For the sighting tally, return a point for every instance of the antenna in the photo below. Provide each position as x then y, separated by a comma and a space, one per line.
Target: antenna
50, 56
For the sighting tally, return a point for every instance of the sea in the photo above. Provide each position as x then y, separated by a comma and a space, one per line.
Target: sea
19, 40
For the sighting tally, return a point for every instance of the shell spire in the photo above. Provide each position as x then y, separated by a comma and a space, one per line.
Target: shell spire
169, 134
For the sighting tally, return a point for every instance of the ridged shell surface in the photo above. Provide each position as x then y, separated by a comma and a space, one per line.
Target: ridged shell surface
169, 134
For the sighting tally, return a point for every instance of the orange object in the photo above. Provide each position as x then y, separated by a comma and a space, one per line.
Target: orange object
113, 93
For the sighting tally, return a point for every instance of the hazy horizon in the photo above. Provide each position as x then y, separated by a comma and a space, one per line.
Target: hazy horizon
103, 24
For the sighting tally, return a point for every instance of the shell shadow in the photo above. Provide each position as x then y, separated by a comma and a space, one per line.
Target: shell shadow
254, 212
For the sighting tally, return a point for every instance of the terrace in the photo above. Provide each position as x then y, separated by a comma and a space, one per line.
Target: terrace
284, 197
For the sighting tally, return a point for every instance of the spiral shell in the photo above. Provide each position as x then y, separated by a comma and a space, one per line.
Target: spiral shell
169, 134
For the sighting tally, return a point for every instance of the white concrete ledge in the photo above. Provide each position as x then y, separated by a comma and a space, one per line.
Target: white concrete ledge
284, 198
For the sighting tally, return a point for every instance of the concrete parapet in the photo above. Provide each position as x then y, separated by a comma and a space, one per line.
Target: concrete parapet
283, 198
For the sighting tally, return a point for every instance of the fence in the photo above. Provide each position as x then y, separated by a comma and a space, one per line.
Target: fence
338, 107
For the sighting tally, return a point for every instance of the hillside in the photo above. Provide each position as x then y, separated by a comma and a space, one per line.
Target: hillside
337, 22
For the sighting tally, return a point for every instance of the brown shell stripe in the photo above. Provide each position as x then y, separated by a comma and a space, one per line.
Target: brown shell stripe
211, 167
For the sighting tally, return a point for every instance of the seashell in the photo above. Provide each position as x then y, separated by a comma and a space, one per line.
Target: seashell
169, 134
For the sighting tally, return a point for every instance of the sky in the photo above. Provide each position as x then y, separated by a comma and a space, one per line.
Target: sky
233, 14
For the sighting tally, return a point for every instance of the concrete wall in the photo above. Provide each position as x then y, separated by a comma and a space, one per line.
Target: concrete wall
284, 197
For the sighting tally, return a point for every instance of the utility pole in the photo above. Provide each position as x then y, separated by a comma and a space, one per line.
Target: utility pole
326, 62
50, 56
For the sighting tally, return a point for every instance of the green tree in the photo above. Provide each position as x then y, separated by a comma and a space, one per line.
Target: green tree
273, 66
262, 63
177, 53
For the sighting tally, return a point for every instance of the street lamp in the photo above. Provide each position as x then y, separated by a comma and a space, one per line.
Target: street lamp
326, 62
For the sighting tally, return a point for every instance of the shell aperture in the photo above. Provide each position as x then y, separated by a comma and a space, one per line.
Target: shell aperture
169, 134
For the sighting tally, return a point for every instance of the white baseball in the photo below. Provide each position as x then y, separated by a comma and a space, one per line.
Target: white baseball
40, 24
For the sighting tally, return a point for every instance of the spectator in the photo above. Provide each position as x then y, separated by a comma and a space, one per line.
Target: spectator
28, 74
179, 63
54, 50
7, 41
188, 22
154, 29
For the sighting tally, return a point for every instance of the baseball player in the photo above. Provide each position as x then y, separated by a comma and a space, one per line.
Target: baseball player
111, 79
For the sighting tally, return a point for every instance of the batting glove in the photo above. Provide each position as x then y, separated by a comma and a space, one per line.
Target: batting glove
======
Action item.
Determine how many lines of the material hold the string "batting", and state that number by itself.

Reply.
2